• **Information shown**:
* * *
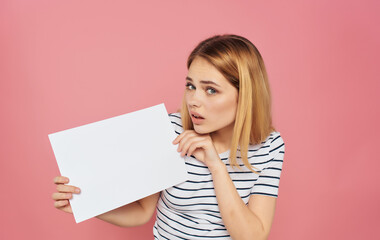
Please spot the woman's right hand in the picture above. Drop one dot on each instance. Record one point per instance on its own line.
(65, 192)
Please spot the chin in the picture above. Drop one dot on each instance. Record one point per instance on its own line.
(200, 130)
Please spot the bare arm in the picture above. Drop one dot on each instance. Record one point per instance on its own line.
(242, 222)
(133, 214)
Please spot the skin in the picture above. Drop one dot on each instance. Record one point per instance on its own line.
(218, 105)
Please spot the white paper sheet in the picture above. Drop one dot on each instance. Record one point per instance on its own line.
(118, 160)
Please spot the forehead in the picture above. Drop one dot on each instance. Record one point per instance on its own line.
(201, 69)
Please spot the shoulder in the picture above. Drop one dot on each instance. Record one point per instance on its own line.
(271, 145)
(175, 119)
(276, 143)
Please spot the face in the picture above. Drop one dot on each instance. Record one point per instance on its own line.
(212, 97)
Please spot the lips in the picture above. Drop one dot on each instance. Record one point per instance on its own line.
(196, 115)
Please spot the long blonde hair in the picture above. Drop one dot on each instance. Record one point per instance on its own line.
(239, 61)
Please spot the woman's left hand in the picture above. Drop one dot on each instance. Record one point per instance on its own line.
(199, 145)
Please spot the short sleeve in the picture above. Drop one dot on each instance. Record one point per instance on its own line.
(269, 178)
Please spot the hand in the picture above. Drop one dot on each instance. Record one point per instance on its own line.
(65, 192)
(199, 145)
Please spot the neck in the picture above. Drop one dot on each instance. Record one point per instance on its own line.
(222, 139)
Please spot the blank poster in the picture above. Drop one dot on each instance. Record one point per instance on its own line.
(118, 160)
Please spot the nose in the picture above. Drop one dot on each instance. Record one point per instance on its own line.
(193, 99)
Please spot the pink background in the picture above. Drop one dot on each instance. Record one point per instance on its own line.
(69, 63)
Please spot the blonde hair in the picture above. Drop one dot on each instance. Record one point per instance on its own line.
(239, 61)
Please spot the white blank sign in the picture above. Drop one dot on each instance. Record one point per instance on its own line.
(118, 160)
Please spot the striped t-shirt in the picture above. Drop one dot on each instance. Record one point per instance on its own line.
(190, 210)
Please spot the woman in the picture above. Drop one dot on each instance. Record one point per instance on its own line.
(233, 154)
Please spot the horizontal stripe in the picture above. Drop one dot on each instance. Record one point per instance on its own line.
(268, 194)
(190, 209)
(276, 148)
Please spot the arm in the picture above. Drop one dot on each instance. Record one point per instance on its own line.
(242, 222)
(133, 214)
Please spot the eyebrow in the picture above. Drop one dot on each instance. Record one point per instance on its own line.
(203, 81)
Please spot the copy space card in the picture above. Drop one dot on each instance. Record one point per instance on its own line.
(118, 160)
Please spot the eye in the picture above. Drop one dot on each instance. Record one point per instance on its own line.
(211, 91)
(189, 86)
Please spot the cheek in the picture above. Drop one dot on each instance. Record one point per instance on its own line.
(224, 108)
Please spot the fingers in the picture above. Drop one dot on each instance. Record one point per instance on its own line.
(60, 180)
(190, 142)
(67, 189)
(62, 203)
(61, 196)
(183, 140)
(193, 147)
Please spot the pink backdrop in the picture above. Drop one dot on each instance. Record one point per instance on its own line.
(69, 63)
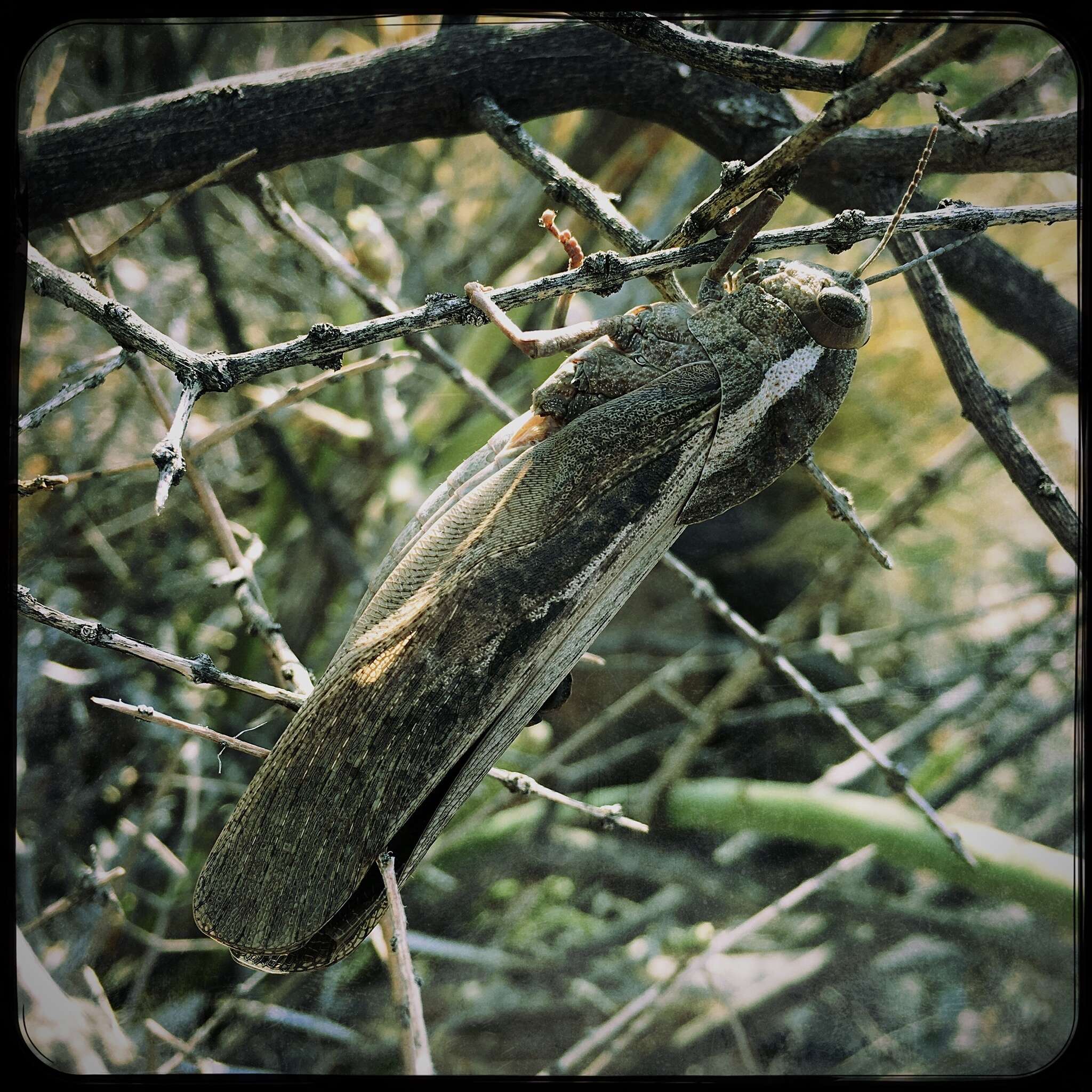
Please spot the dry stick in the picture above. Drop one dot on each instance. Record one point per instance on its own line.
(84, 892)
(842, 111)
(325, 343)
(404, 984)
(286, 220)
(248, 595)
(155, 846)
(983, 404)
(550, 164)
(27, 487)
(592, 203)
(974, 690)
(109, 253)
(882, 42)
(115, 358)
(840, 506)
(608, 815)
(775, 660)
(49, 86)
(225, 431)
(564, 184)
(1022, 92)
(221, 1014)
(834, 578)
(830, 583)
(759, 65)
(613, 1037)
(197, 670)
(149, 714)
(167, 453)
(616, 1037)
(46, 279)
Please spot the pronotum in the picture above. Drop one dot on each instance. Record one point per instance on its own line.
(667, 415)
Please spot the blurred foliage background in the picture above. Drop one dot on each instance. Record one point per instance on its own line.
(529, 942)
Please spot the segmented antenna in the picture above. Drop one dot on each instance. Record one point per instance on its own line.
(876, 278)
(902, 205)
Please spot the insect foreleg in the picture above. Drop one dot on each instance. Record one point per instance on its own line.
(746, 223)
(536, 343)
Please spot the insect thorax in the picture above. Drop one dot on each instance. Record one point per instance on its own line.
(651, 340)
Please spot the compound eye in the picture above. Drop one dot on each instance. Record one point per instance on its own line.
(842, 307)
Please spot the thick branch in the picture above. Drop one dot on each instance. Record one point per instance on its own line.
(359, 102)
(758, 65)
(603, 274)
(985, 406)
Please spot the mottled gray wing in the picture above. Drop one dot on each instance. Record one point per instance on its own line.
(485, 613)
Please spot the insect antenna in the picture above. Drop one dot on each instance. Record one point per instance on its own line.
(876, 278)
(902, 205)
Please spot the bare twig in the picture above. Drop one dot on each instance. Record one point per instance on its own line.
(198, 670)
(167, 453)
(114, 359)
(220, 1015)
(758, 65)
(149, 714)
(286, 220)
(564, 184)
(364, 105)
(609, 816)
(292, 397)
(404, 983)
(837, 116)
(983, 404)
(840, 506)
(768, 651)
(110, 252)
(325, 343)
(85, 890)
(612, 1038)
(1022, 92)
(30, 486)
* * *
• **Request**: Turn the lines of all the items above into a numbered list, skipping any blank lines and leaving out the pictures.

• **Answer to the exercise**:
1. Please spot the woman's right hand in the picture above. Drop one dot on each instance. Record one point per instance on its own line.
2. (65, 192)
3. Please spot the chin in the picture above. Drop one dot on each instance. Record one point per instance on its own line.
4. (200, 130)
5. Please spot the bare arm in the picture above. Drop one dot on each instance. Record one point per instance on its own line.
6. (242, 222)
7. (133, 214)
8. Please spot the skin in the picture above. Drop one dot on each instance. Record one point per instance on its own line.
9. (218, 105)
10. Please spot the white paper sheet in the picture above. Drop one dot on each instance. Record one point per instance on its own line.
11. (118, 160)
12. Please spot the forehead in the picture above. Drop one dot on each instance. Record one point per instance on its own line.
13. (201, 69)
14. Please spot the shoulder in the picture above. Drop one dot on each instance. Record one point per instance on its own line.
15. (271, 145)
16. (175, 119)
17. (276, 143)
18. Please spot the face in the picture above. Drop one dot on each instance. Record one point per instance on its own line.
19. (212, 97)
20. Please spot the lips in the picture above. Drop one dot on each instance. Record one point per instance on its own line.
21. (196, 115)
22. Please spot the long blonde hair in the picture above. Drop one dot on each instance. Record one point per instance on its own line.
23. (239, 61)
24. Please spot the woman's left hand in the picture above. Drop one dot on each instance. Record one point per instance on its own line.
25. (199, 145)
26. Please spot the short sleeve in the picture above. Drop one dot on each instance. Record one point per instance on its own line.
27. (269, 178)
28. Please spot the hand in the picture above. Drop one dot on each instance. Record one point per instance on its own line.
29. (65, 192)
30. (199, 145)
31. Please spot the neck in the picture above. Drop one dot on each instance. Record one point per instance on its own line.
32. (222, 139)
33. Please spot the blank poster in the picture above. Drop one dot on each instance. Record one point per instance on its own line.
34. (118, 160)
35. Please spot the nose in the picture above. Drop one dot on each instance. Record one point per instance on its own line.
36. (193, 99)
37. Please spot the pink background in the picture above. Drop one dot on each instance. Record one point per instance on its own line.
38. (69, 63)
39. Please spot the blonde hair in the picture above. Drop one dot on each instance. Record one point per instance on its own line.
40. (239, 61)
41. Please spot the white blank sign in the picture above. Drop one dot on each instance. Record one point per instance on its own line.
42. (118, 160)
43. Please spot the striped t-shirt in the picture above. Drop one dot on each instance. Record one point per instance on its own line.
44. (190, 210)
45. Please spot the woman in the picture above. Drop one dot on each instance. Record one point per instance on its own line.
46. (233, 154)
47. Please spot the horizontal stripe in the picture above. Drop one dot on each instance. Record one point per instance on its own line.
48. (268, 194)
49. (190, 209)
50. (276, 148)
51. Please spot the arm in the picture above. Drop one dot on each instance. Record one point per instance on its own line.
52. (242, 222)
53. (133, 214)
54. Please spot the eyebrow in the picture above. Drop one dot on each instance. Record one point per instance on its own line.
55. (203, 81)
56. Please spot the copy space card in the picture above. Drop one dot on each instance. Record one point per instance on its own line.
57. (118, 160)
58. Please spot the eye in the picture above. Drop one dot on each instance. Record one point per instance on its own line.
59. (211, 91)
60. (189, 86)
61. Please spot the cheek in the picture above. Drop one dot on each instance. Record one point per instance on its own line.
62. (224, 108)
63. Please spot the fingers in the picture above. Drop one dot on each instance. Record one point per instance on its own line.
64. (60, 180)
65. (190, 142)
66. (67, 189)
67. (62, 203)
68. (61, 196)
69. (183, 140)
70. (193, 147)
71. Please spot the pink backdrop in the picture above. Drop one dot on each instance. Record one point per instance on its own line.
72. (69, 63)
73. Please spot the dry stick in the picture above. Drop one dot on each instance. Record one point per instance on its own line.
74. (84, 892)
75. (842, 111)
76. (325, 343)
77. (404, 984)
78. (286, 220)
79. (248, 595)
80. (155, 846)
81. (983, 404)
82. (550, 164)
83. (27, 487)
84. (592, 203)
85. (974, 690)
86. (109, 253)
87. (882, 42)
88. (115, 358)
89. (840, 506)
90. (608, 815)
91. (775, 660)
92. (49, 86)
93. (225, 431)
94. (564, 184)
95. (1022, 92)
96. (221, 1014)
97. (834, 578)
98. (830, 583)
99. (759, 65)
100. (613, 1037)
101. (197, 670)
102. (149, 714)
103. (167, 453)
104. (616, 1037)
105. (46, 279)
106. Please spot the pronotum in the picture above. Drop one dot on each instance. Record one point per instance on its own line.
107. (667, 415)
108. Please spot the blurred foliage background in the picture above. Drop one dot on each instance. Record one point per instance on its own line.
109. (529, 942)
110. Please spot the segmented antenna in the picture above. Drop one dot on each instance. Record one point per instance on its own line.
111. (876, 278)
112. (902, 205)
113. Please spot the insect foreleg in the picture above. Drop one dot on each instance. Record one point per instance on its own line.
114. (746, 223)
115. (536, 343)
116. Please spot the insect thorax in the picture above. Drop one dot on each instance. Record one point per instance on its own line.
117. (651, 340)
118. Please spot the compound eye in the picture above. Drop one dot on each instance. Record one point per instance on its own line.
119. (842, 307)
120. Please spot the thick branch in the picture above. Drop one dot on each instance. Record one point per instance on its own line.
121. (359, 102)
122. (758, 65)
123. (603, 274)
124. (985, 406)
125. Please spot the mottled gray wing in the picture above. Drop one dot on each instance. Record one point per instance on its own line.
126. (485, 613)
127. Please spot the insect antenna in the picture above. Drop one dot on each instance. Record one point per instance on its own line.
128. (876, 278)
129. (902, 205)
130. Please spot the bare twig in the picture above. Drop one dot on each instance. Record one point per instance on its own line.
131. (198, 670)
132. (167, 453)
133. (114, 359)
134. (220, 1015)
135. (758, 65)
136. (149, 714)
137. (286, 220)
138. (564, 184)
139. (364, 105)
140. (609, 816)
141. (292, 397)
142. (404, 983)
143. (837, 116)
144. (983, 404)
145. (840, 506)
146. (768, 651)
147. (110, 252)
148. (325, 343)
149. (85, 890)
150. (612, 1038)
151. (1022, 92)
152. (30, 486)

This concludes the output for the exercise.